WHAT TO DO:
1 - Translate this sentence from the eBay fraud post into Spanish: "Plus, these listings often are 1 day listings."
2 - List every country named in the eBay fraud post.
3 - Write a continuation of the eBay fraud post, starting right after its last sentence.
[BEGIN SUPPLIED PASSAGE]
I've bought and sold about 800 "sides" on ebay through a couple of Ebay IDs - two are mine and one ID is mostly my spouses'. In that time I have seen all sorts of nonsense - and ocassionally been a potential victim. In fact, recently I bought a Canon zoom from a seller with everything looking right. You know... moderately high feedback in excess of 98% positive, listing with refund offer, proper english in listing, paypal, and other sales listed that fit the ordnary profile. Only to find that right after winning the auction I got a TKO email from ebay warning me NOT to complete the sale because the seller has had their account suspended for potential fraud or otherwise?
I have TURNED IN numerous suspicious listings where the seller apparently has stolen someone else's account (through PISHING most likely). Those listings try to bait a would be buyer into communicating OFF EBAY to make an irresistable offer... if only they could get the money WIRED to them in Nigeria or the Netherlands (or someplace similar). Also, those sellers often have many out of character items listed at too low to be possible, no reserve bid levels. Plus, these listings often are 1 day listings. AND, amusingly they change the ID location to places all over the globe from China to the UK to otherwise...and a quick check against their feedback on past sales shows their location WAS previously listed in the US or somewhere else in Europe. It seems a lot of Europeans are falling prey to PISHING because more and more of these scams seem to use stolen European accounts.
[END SUPPLIED PASSAGE]
[BEGIN GIVEN INFORMATION]
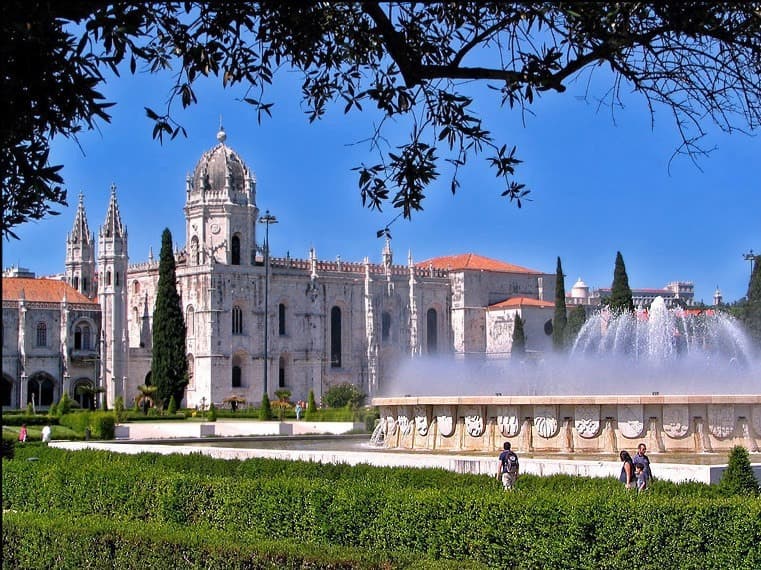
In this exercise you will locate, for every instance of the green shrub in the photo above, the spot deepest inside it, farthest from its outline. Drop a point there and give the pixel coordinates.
(738, 478)
(265, 411)
(343, 394)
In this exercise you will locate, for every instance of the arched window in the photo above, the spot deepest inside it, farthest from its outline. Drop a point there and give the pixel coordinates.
(281, 319)
(385, 326)
(432, 327)
(190, 321)
(82, 337)
(40, 390)
(195, 255)
(335, 337)
(235, 250)
(42, 334)
(191, 371)
(237, 320)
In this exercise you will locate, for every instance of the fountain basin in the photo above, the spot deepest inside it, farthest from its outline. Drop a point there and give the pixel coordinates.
(584, 423)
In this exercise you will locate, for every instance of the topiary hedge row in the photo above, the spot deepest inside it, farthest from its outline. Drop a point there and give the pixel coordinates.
(38, 541)
(563, 522)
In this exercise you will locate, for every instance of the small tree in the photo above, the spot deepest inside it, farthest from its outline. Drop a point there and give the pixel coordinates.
(738, 478)
(560, 319)
(621, 300)
(283, 402)
(265, 411)
(519, 337)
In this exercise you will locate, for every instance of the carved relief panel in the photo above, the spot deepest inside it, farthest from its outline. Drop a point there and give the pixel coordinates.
(404, 420)
(474, 420)
(721, 420)
(587, 420)
(422, 420)
(546, 420)
(507, 420)
(755, 419)
(445, 420)
(676, 420)
(631, 420)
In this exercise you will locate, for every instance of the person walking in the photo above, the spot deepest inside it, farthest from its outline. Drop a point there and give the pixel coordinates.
(642, 478)
(508, 467)
(627, 476)
(640, 458)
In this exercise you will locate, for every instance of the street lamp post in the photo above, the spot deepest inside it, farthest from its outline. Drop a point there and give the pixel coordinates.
(267, 219)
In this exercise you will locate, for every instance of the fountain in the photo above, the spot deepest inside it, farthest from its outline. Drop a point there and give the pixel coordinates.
(679, 380)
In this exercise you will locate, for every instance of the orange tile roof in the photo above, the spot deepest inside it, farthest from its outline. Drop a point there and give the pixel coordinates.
(472, 261)
(517, 302)
(41, 290)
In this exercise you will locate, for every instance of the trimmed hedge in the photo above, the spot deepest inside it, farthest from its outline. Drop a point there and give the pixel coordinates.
(39, 541)
(547, 522)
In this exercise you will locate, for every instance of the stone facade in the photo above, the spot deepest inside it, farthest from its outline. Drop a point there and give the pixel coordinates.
(327, 321)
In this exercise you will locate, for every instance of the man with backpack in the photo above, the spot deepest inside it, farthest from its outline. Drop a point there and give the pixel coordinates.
(507, 468)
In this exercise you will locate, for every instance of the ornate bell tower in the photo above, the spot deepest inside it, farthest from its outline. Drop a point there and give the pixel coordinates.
(80, 254)
(112, 295)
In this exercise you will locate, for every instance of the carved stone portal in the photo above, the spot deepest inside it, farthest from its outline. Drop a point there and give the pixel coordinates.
(630, 420)
(507, 420)
(721, 420)
(676, 420)
(587, 420)
(546, 420)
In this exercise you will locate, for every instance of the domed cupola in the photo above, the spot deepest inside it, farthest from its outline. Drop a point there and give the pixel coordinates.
(222, 174)
(220, 208)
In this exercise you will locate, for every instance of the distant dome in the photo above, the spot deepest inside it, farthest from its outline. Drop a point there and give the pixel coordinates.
(580, 290)
(220, 170)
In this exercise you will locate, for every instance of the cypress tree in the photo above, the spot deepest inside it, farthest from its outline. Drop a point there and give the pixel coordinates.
(169, 365)
(560, 319)
(752, 316)
(620, 294)
(519, 337)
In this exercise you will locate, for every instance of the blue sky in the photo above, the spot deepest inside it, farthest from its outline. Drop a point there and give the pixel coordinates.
(600, 182)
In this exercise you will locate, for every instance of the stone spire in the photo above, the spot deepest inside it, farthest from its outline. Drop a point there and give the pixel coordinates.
(113, 227)
(80, 232)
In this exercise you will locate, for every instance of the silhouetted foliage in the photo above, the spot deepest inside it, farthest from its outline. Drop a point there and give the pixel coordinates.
(394, 62)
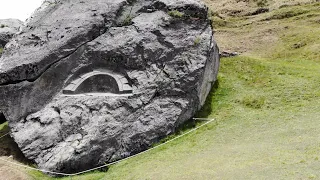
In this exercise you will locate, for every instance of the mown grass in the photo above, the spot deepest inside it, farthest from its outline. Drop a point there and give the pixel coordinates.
(266, 104)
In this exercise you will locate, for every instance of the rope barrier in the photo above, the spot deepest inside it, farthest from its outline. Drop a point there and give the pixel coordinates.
(106, 165)
(3, 136)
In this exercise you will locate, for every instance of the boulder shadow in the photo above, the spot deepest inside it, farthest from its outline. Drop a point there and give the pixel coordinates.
(8, 147)
(207, 108)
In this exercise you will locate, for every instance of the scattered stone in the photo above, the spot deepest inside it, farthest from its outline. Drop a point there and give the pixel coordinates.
(90, 82)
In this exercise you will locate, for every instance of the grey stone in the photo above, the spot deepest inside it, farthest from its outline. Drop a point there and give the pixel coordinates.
(165, 66)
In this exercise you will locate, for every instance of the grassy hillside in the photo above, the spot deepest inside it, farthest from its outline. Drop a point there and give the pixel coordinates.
(266, 103)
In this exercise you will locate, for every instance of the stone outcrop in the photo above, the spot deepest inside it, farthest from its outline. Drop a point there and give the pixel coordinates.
(8, 27)
(90, 82)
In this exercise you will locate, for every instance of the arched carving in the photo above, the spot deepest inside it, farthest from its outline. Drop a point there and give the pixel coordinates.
(99, 81)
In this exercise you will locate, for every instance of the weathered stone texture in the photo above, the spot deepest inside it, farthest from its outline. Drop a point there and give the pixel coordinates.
(168, 63)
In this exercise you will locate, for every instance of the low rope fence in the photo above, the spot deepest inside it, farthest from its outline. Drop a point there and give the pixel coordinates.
(109, 164)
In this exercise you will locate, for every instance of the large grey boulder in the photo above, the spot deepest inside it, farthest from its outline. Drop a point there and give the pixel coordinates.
(91, 82)
(8, 27)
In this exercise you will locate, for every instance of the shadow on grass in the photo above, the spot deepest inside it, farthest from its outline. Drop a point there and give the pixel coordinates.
(207, 108)
(205, 111)
(9, 148)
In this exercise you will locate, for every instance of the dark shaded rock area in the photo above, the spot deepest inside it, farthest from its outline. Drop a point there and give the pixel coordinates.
(8, 27)
(167, 63)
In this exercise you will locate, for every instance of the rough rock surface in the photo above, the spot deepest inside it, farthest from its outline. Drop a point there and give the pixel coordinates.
(90, 82)
(8, 27)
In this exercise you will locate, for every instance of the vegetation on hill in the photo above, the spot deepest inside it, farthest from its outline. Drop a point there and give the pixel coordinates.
(266, 102)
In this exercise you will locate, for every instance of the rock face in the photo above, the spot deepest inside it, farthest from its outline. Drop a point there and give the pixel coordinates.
(8, 27)
(91, 82)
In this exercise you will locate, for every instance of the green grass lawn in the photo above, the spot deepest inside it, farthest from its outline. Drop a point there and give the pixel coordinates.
(267, 107)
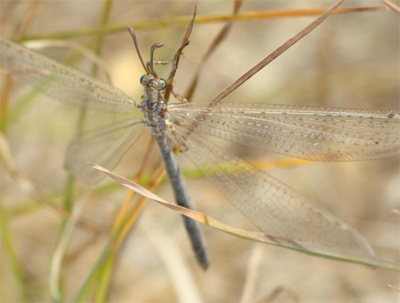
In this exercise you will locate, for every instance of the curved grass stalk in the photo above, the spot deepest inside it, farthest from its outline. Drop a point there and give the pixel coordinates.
(184, 20)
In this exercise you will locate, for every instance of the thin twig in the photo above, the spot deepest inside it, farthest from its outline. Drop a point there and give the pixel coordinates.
(212, 48)
(175, 62)
(183, 21)
(271, 57)
(26, 185)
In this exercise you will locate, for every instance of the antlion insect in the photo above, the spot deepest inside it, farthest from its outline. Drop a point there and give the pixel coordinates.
(313, 133)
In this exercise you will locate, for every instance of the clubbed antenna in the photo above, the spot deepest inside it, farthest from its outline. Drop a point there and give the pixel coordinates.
(132, 32)
(153, 48)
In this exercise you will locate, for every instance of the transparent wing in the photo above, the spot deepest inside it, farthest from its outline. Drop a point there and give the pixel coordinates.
(313, 133)
(271, 206)
(105, 147)
(62, 82)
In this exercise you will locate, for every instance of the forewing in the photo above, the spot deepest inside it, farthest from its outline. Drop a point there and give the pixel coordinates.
(105, 147)
(312, 133)
(60, 81)
(270, 205)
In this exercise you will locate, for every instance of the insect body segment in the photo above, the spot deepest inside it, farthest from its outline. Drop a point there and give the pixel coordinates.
(154, 105)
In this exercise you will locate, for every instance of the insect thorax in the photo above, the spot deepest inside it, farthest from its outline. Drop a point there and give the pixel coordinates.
(154, 109)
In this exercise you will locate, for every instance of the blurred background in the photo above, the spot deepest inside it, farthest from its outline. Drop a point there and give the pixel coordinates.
(351, 60)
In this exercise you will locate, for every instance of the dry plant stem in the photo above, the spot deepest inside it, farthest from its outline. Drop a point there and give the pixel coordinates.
(14, 263)
(130, 194)
(59, 253)
(183, 21)
(271, 57)
(175, 61)
(277, 291)
(250, 283)
(158, 175)
(393, 6)
(214, 45)
(29, 18)
(395, 288)
(30, 189)
(4, 106)
(7, 82)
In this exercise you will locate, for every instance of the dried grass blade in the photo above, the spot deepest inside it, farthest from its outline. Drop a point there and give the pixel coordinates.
(280, 50)
(251, 235)
(214, 45)
(175, 62)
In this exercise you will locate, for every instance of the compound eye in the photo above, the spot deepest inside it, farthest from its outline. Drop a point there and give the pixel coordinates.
(162, 84)
(142, 78)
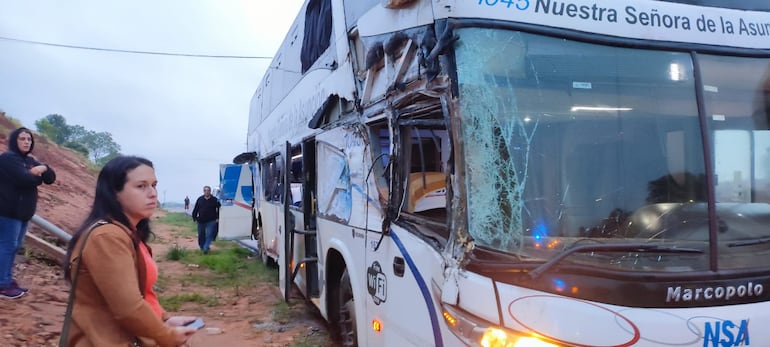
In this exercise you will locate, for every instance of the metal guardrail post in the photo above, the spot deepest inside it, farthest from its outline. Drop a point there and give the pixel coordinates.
(51, 229)
(55, 252)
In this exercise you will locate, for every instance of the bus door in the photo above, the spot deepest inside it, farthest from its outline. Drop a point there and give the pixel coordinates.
(270, 212)
(404, 262)
(300, 213)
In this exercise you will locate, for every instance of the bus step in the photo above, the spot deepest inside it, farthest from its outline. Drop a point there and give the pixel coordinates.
(304, 232)
(299, 265)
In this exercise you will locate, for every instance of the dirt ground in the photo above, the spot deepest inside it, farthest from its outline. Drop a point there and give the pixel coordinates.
(243, 317)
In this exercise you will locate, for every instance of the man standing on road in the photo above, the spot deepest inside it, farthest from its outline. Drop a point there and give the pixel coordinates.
(206, 214)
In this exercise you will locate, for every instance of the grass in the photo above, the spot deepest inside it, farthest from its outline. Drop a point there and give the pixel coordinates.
(175, 302)
(231, 266)
(178, 219)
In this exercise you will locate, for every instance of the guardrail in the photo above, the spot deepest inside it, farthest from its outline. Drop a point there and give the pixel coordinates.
(55, 252)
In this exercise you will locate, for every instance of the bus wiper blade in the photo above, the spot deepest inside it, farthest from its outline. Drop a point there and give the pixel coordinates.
(749, 242)
(612, 247)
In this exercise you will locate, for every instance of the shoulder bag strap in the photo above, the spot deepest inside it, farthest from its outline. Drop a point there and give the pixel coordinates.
(68, 314)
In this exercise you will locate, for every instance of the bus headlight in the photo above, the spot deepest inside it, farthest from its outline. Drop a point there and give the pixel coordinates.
(476, 332)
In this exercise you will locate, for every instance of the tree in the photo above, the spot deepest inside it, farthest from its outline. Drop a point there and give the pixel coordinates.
(98, 146)
(101, 146)
(55, 127)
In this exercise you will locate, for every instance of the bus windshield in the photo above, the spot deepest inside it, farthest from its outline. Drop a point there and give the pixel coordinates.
(567, 142)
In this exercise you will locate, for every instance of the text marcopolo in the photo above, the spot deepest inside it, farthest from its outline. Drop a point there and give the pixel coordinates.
(680, 293)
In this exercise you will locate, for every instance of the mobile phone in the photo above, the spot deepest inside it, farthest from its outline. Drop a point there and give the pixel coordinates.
(197, 323)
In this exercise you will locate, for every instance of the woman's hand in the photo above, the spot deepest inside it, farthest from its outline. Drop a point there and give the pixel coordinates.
(179, 321)
(38, 170)
(181, 334)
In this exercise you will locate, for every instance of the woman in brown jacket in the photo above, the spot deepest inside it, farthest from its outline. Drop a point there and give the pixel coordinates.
(114, 303)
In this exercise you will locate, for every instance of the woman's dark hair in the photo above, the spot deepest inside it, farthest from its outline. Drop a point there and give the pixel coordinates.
(111, 181)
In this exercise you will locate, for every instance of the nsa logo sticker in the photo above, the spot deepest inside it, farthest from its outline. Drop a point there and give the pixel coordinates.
(377, 283)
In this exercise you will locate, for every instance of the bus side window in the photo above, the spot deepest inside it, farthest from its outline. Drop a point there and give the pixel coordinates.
(380, 136)
(273, 179)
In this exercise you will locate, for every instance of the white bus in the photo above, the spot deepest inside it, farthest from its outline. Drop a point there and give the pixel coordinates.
(521, 172)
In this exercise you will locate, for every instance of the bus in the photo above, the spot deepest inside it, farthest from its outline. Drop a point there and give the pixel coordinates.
(235, 194)
(520, 172)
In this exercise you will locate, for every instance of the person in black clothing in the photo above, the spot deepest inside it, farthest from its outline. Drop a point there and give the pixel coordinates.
(20, 175)
(206, 214)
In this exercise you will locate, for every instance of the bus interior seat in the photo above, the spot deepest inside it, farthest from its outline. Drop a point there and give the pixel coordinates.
(428, 194)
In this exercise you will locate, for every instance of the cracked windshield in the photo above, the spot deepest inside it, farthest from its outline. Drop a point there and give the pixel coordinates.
(569, 143)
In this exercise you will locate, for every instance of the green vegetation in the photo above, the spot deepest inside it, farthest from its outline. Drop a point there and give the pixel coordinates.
(97, 146)
(180, 220)
(230, 267)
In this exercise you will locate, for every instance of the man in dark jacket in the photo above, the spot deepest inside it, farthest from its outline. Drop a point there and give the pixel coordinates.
(20, 175)
(206, 214)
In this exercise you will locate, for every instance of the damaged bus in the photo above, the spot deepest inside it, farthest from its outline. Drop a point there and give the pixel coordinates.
(520, 172)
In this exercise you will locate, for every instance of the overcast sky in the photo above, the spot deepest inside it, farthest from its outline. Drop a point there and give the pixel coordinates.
(186, 114)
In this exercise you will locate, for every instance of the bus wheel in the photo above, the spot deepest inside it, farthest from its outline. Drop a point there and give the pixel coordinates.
(347, 312)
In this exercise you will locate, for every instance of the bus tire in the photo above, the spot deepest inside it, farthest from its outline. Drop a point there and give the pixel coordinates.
(347, 313)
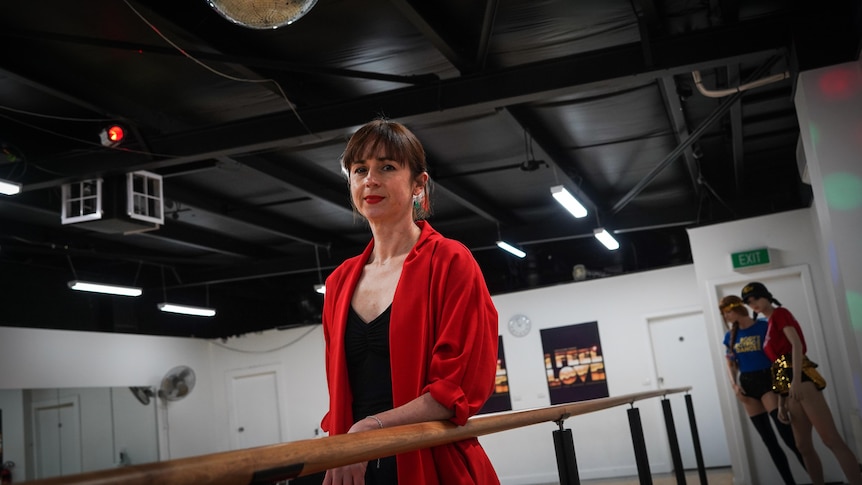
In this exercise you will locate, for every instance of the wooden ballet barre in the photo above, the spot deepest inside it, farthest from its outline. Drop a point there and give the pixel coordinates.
(268, 464)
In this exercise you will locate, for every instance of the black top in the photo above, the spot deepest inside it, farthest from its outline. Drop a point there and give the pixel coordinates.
(366, 346)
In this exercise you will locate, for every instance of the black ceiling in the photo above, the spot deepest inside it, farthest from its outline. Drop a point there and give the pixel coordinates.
(509, 97)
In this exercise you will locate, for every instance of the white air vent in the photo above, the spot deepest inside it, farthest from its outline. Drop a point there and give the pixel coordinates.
(145, 200)
(82, 201)
(122, 204)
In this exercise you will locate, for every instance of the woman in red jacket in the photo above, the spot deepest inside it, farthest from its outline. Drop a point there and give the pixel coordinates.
(409, 325)
(799, 385)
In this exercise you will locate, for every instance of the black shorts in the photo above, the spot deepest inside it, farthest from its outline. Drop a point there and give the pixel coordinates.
(756, 383)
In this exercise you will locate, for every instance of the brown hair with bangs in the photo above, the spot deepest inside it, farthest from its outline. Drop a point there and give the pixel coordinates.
(383, 137)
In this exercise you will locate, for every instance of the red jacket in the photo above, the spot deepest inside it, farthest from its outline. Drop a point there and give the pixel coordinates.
(442, 339)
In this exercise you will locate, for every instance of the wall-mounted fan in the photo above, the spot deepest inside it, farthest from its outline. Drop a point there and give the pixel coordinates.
(142, 394)
(262, 14)
(177, 383)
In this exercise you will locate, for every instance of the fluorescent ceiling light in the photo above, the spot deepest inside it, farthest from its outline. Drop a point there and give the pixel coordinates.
(186, 310)
(568, 201)
(512, 249)
(606, 238)
(101, 288)
(9, 188)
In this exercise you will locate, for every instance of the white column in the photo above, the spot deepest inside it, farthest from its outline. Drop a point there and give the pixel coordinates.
(829, 107)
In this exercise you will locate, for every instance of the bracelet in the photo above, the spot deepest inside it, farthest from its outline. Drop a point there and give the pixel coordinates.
(379, 423)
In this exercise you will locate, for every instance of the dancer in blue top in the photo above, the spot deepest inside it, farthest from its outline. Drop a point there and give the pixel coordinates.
(750, 375)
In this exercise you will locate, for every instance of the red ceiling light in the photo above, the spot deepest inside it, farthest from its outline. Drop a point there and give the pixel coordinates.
(112, 135)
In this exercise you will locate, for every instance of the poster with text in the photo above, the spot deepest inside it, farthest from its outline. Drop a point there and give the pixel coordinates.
(574, 364)
(500, 399)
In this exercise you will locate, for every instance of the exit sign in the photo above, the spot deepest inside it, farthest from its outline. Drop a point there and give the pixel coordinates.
(747, 259)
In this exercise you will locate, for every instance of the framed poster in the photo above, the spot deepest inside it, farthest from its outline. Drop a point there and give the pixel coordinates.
(574, 364)
(500, 400)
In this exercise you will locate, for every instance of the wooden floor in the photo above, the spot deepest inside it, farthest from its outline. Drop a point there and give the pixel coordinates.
(714, 476)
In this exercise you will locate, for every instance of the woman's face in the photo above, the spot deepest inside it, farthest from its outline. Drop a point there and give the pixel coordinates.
(758, 304)
(382, 189)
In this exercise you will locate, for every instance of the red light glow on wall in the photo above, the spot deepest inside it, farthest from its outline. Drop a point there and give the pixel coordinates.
(840, 84)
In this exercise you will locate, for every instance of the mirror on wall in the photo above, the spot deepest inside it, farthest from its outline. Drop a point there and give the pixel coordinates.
(58, 432)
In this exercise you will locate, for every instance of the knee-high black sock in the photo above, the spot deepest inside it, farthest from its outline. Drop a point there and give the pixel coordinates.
(786, 433)
(761, 424)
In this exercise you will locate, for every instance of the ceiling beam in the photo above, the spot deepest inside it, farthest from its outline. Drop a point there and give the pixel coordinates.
(720, 111)
(676, 117)
(483, 91)
(216, 205)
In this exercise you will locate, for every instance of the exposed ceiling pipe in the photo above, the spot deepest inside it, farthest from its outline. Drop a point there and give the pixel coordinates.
(720, 93)
(724, 107)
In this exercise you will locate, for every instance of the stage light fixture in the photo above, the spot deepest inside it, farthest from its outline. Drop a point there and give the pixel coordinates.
(606, 238)
(567, 200)
(9, 188)
(186, 309)
(103, 288)
(511, 249)
(112, 135)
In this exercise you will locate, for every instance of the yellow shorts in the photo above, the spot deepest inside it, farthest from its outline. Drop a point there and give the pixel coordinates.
(782, 374)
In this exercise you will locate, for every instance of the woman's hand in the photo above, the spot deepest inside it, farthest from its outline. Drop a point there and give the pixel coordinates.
(347, 475)
(351, 474)
(783, 414)
(795, 386)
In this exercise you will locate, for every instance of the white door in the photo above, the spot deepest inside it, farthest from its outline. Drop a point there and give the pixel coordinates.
(682, 358)
(57, 436)
(255, 416)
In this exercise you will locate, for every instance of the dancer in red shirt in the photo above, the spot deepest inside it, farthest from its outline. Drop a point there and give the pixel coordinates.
(799, 385)
(409, 325)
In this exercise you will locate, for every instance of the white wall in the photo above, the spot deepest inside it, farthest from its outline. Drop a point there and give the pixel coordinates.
(621, 305)
(195, 425)
(198, 424)
(791, 238)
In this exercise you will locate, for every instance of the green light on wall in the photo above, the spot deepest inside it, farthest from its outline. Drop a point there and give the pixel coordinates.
(843, 191)
(854, 305)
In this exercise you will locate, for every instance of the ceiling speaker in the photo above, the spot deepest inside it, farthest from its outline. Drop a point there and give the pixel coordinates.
(262, 14)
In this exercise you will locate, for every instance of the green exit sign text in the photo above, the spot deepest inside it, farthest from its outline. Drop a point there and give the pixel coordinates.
(747, 259)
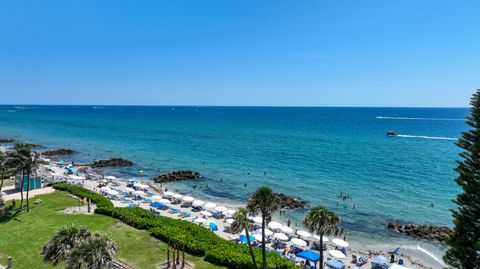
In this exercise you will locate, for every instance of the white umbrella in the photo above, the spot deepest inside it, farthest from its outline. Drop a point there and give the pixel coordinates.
(210, 205)
(220, 209)
(188, 198)
(199, 220)
(304, 234)
(198, 203)
(205, 213)
(340, 243)
(280, 236)
(299, 242)
(257, 220)
(287, 230)
(325, 239)
(337, 254)
(274, 225)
[END GIVEN INFORMATION]
SOLVED TASKS:
1 - Además, estos anuncios suelen ser de un solo día.

2 - Nigeria, the Netherlands, China, the UK, the US

3 -
If you like - search Ebay's security pages for discussions on how to recognize and avoid being a victim of fraud.
SO - after having this one purchase TKO'd by Ebay... I went out and bought another identical Canon Zoom the next day. It came with a 7 day refund option stated in 3 places, nice photos, good feedback history with extended Paypal protection and so on. On reception of the lense - 10 days after the sale - I immediately noted 2 problems... a frozen manual focus ring and a radically shifting image as it focused! I emailed the seller to suggest there was a problem and to please
confirm that I am invoking the refund option. About 4 days later it was obvious the seller was in denial and refusing to honor his/her terms. SO - I filed a claim with ebay - who in turn switched it to paypal to manage.
Paypal froze the funds in question and took just one initial statement from each of us - and in about a week they asked me to provide PROOF of damage with a professional repair appraisal. Coincidentially, there was a professional camera repair shop just a mile from here who rendered a statement. I faxed it back to Paypal. 1 day later they approved me for the refund and instructed me to ship it back with on line tracking to arrive in less than 10 days. I sent it on the 4th day and it arrived on the 8th with FedEX ground. Simply on arrival reported via FedEX they refunded the full amount paid. No confirmation with the seller was apparently required ... as the seller was mildly belligerent and did not indicate he had to confirm that the contents were correct. I could have shipped a box of rocks?! I was impressed with the process and outcome.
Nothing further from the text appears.